Please restate each entry word for word.

Raw data Block Start

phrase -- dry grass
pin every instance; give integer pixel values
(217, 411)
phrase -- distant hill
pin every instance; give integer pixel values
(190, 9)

Raw data Block End

### Response below:
phrase -- dry grass
pin every instance; give integer pixel values
(217, 411)
phrase -- distant hill
pin every instance; give integer pixel values
(190, 9)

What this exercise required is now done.